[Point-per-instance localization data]
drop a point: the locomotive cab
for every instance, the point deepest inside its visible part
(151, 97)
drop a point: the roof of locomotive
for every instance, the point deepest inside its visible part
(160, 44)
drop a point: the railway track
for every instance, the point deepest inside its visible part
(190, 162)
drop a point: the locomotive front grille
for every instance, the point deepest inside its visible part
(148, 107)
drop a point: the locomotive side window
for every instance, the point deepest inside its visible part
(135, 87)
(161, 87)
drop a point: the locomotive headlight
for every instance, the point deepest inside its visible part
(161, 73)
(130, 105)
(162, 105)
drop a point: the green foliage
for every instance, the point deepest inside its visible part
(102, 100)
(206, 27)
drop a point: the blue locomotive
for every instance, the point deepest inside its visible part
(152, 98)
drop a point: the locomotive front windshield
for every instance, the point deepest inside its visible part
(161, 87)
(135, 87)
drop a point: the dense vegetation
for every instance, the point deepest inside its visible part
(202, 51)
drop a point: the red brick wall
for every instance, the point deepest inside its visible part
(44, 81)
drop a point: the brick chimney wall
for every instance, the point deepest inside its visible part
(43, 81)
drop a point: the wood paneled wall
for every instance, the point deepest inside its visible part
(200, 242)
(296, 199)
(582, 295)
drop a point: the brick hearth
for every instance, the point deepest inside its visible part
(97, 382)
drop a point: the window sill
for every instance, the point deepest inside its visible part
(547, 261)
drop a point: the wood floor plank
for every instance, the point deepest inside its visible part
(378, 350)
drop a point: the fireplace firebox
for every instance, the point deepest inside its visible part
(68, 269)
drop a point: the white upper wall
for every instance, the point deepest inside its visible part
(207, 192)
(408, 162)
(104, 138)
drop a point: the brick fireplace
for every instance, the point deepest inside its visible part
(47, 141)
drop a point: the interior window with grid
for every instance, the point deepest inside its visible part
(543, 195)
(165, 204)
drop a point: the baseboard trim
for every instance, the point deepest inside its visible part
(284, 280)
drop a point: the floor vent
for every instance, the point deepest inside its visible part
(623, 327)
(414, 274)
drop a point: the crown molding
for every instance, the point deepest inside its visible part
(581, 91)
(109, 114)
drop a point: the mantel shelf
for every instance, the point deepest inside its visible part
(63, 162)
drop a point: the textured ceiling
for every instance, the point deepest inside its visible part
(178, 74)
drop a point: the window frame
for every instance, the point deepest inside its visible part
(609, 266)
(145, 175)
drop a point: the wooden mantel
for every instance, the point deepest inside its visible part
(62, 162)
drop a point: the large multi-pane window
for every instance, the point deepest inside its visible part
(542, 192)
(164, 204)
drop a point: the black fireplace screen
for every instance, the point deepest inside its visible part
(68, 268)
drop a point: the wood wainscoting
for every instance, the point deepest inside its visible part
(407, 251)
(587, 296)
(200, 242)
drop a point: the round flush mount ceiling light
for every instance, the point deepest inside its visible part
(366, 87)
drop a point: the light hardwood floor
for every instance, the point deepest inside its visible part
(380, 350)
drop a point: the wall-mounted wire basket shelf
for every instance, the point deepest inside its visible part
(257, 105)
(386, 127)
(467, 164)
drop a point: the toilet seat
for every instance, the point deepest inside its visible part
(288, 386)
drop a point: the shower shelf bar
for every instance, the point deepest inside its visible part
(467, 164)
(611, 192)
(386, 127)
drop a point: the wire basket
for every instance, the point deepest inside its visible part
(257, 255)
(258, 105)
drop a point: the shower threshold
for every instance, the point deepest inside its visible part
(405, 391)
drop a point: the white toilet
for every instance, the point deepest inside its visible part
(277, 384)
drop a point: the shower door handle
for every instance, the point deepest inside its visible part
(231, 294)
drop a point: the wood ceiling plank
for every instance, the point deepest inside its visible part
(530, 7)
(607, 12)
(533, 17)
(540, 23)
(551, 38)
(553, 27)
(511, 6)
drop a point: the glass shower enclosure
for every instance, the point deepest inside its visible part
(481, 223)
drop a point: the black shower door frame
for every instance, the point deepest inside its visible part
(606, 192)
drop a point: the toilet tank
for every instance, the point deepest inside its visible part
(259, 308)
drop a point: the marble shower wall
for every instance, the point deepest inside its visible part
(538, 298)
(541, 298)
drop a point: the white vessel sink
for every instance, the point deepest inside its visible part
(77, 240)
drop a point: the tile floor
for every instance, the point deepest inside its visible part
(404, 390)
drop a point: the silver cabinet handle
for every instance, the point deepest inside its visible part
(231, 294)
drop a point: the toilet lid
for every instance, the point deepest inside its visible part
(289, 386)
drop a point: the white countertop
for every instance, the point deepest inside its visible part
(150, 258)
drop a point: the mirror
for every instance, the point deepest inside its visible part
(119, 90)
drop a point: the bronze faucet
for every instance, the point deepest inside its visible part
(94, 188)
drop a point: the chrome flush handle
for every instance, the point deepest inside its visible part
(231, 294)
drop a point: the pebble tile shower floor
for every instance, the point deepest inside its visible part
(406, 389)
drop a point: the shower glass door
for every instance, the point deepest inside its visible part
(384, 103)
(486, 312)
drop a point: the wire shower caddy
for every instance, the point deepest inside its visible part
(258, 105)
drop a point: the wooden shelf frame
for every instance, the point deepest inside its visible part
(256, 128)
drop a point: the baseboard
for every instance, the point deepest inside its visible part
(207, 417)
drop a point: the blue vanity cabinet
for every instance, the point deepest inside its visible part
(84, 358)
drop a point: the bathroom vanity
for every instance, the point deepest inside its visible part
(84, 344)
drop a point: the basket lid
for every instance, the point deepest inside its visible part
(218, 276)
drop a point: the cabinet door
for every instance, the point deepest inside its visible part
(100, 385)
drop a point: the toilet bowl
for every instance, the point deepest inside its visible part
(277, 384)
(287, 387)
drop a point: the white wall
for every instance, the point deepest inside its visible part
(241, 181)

**The problem:**
Bring together all lines of the entries above in which the string "white" occurs.

**Response box:**
drop a point: the white upper wall
drop a point: the white toilet
drop a point: the white vessel sink
drop a point: the white countertop
drop a point: the white wall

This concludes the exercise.